══ Supplied entries

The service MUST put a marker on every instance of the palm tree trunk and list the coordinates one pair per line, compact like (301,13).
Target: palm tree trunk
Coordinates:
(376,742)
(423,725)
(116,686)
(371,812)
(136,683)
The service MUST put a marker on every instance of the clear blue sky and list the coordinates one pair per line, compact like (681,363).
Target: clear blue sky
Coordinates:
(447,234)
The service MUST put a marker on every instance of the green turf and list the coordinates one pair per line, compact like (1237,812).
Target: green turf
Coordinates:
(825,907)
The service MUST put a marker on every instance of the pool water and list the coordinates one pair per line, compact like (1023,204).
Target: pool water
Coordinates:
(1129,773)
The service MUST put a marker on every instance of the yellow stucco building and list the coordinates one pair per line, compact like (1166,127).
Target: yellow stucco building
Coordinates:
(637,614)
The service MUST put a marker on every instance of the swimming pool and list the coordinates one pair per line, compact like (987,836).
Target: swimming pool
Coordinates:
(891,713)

════
══ Supplied entries

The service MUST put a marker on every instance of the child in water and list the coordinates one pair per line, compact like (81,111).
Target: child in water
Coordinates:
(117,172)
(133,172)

════
══ Supplied entries

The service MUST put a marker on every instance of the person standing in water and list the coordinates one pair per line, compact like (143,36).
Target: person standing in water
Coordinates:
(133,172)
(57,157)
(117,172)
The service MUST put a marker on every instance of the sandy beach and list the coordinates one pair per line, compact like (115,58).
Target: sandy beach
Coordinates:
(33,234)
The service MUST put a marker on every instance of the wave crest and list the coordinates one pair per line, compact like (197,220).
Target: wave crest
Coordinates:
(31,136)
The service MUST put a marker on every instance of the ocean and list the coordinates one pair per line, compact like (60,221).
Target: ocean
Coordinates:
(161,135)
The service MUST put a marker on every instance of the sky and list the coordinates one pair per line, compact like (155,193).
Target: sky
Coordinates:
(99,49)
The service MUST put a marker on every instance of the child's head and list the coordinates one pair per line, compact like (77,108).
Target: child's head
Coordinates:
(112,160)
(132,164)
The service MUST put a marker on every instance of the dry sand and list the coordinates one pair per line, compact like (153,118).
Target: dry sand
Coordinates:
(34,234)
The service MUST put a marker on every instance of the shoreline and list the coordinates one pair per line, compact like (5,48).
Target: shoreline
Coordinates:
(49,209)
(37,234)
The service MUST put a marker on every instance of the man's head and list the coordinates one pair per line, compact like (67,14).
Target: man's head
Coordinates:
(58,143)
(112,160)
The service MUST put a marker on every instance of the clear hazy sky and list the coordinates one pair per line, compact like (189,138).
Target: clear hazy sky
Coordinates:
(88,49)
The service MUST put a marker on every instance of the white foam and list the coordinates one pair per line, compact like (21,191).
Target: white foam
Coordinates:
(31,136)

════

Would you show every line in the data above that contains the string "white"?

Output >>
The service MUST put a marker on every instance of the white foam and list the coordinates one pair per line, compact like (21,191).
Target: white foam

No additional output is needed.